**REQUIREMENTS**: Will you output the entries below exactly, skipping every image they contain?

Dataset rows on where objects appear
--- Start ---

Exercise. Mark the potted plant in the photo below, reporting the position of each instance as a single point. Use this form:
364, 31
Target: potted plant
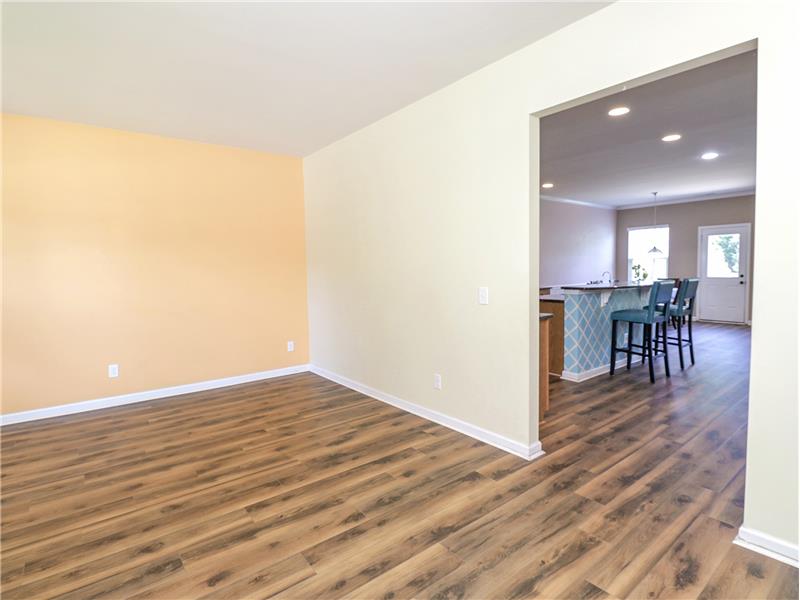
639, 273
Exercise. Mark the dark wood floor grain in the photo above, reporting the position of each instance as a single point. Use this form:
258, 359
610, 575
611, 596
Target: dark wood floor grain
300, 488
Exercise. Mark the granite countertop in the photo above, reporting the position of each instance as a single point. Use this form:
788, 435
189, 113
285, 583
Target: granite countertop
620, 285
552, 297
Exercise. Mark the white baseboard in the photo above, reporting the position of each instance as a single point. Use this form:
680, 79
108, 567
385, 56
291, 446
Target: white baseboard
767, 545
177, 390
484, 435
584, 375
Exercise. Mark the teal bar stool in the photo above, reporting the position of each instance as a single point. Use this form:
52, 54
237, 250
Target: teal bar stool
683, 311
655, 313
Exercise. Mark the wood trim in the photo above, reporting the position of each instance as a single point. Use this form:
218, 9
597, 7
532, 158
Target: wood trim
176, 390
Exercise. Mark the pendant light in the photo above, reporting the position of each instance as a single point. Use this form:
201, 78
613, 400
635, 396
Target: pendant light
654, 250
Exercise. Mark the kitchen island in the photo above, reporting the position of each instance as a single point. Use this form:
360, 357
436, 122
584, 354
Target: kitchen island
587, 325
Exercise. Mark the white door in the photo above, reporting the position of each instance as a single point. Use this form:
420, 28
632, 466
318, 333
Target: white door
724, 256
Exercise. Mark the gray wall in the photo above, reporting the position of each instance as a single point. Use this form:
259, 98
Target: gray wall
576, 243
683, 221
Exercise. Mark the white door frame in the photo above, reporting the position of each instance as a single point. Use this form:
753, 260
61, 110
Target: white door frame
749, 254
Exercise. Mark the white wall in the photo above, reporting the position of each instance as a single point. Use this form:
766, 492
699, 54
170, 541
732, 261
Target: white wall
409, 216
576, 242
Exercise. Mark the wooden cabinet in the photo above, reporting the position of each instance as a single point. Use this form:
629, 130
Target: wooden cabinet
556, 341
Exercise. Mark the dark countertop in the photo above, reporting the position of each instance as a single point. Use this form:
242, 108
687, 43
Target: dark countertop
620, 285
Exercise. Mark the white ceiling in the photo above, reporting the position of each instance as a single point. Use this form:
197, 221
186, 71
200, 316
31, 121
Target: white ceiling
288, 78
591, 157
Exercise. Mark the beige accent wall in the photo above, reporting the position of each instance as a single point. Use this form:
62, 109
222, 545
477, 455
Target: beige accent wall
576, 243
409, 216
683, 220
180, 261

--- End ---

**WRITTEN RESPONSE**:
Exercise. Mark the potted plant in the photo below, reporting the position of each instance as a single point. Use this form:
364, 31
Target: potted plant
639, 273
Exercise. Mark the dark wood floor grain in the photo above, reporting the position of each instance as a single point. Use this form:
258, 359
610, 575
611, 596
Target: dark wood floor grain
300, 488
Exercise. Mark the granite countertop in the photo above, reporting the position of each instance as a single point. Use this form:
788, 435
189, 113
285, 583
Target: granite countertop
620, 285
552, 297
Exercise. Mark the white baseboard in the photo above, reporting the position of each instance as a single point. Use this form:
680, 79
108, 567
385, 56
291, 446
Target: white baseboard
767, 545
177, 390
484, 435
584, 375
Exercise. Mark the teal bar stool in the photo above, reporting the position of each instance as a single point. Use this form:
52, 54
237, 250
Target: teal bar stool
683, 311
655, 313
Exercise. Mark the wood trim in the photo above, reporting the position of each instance as a single point. Use this form:
218, 9
597, 7
532, 158
Target: wood trim
176, 390
Exercise. Mark the pendant light in the photo above, reporting the position of each instance as a single point. Use this form:
201, 78
613, 400
635, 396
Target: pendant light
654, 250
Exercise. Mark the kitchen island in the photo above, reporting the position of each instance as a single point. Use this form:
360, 357
436, 122
584, 354
Target: kitchen island
587, 325
Exercise. Mark the white door in the photo above, reporting the position of each instance as a single point. Use this form:
420, 28
632, 466
318, 333
Target: white door
724, 256
Exercise. Mark the gray wall in the photo above, reporting the position of each instance as a single point. Use this form:
259, 98
Target: gray wall
576, 243
683, 221
Exercise. Mark the white door frame in the photo above, reporting the position of each instance as a single point. Use this form:
753, 260
61, 110
Target: white door frame
749, 254
Exercise. Mark the white wall in the photo above, reporting the position of each instance as a single point. Use this form:
766, 492
699, 54
170, 541
732, 261
Target: white wall
409, 216
576, 242
Exercise. Mark the wooden cabinet in the photo above, reporting the position of each instance as a single point. Use this form:
629, 130
Target: wooden cabinet
556, 341
Exercise. Mark the dark countertop in the photo above, reporting the position of each instance as a single point. Use this form:
242, 108
687, 43
Target: dark countertop
620, 285
Exercise. Mark the white ceiling in the photo above, reporting the position of each instance as a single point. Use this form:
197, 221
186, 71
200, 316
31, 121
Target: white ceiling
288, 78
591, 157
Exercise. Mark the beige accent wall in the photo above, reporting the position of each instance as a single point. Use this form:
62, 109
222, 545
477, 455
Target: beige accent wall
576, 243
409, 216
683, 220
180, 261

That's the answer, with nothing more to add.